### [Work task]
When you reach the records, transcribe all of them exactly.
----------------
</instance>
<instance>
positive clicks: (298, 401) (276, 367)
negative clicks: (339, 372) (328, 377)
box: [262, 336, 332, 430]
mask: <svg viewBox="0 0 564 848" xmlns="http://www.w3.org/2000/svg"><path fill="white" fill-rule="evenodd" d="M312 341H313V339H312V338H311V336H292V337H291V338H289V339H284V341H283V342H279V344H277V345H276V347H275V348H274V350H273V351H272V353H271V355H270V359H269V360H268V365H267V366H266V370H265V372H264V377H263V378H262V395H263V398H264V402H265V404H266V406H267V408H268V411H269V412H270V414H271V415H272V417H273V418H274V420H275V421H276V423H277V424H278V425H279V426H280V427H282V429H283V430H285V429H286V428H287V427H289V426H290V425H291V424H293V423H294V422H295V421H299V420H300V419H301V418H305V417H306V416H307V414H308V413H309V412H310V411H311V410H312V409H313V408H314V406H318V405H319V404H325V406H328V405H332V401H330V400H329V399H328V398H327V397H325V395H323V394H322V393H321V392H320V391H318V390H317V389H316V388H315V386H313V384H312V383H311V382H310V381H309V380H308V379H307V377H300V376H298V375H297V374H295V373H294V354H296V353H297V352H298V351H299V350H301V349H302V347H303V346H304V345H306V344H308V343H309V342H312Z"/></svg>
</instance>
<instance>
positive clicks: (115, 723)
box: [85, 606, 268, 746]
----------------
### [Your response]
</instance>
<instance>
positive clicks: (298, 401) (276, 367)
negative clicks: (339, 372) (328, 377)
box: [262, 336, 332, 430]
mask: <svg viewBox="0 0 564 848" xmlns="http://www.w3.org/2000/svg"><path fill="white" fill-rule="evenodd" d="M312 341H313V339H312V338H311V336H292V337H291V338H289V339H284V341H283V342H279V344H277V345H276V347H275V348H274V350H273V351H272V353H271V355H270V359H269V360H268V365H267V366H266V370H265V372H264V377H263V378H262V395H263V398H264V402H265V404H266V406H267V408H268V411H269V412H270V414H271V415H272V417H273V418H274V420H275V421H276V423H277V424H278V425H279V426H280V427H282V429H283V430H285V429H286V428H287V427H289V426H290V425H291V424H293V423H294V422H295V421H299V420H300V419H301V418H305V417H306V416H307V414H308V413H309V412H310V411H311V410H312V409H313V408H314V406H318V405H319V404H325V406H328V405H332V401H330V400H329V399H328V398H327V397H325V395H323V394H322V393H321V392H320V391H318V390H317V389H316V388H315V386H313V384H312V383H311V382H310V381H309V380H308V379H307V377H300V376H298V375H297V374H295V373H294V354H296V353H297V352H298V351H299V350H301V349H302V347H303V346H304V345H306V344H308V343H309V342H312Z"/></svg>
</instance>
<instance>
positive clicks: (115, 723)
box: [85, 606, 268, 746]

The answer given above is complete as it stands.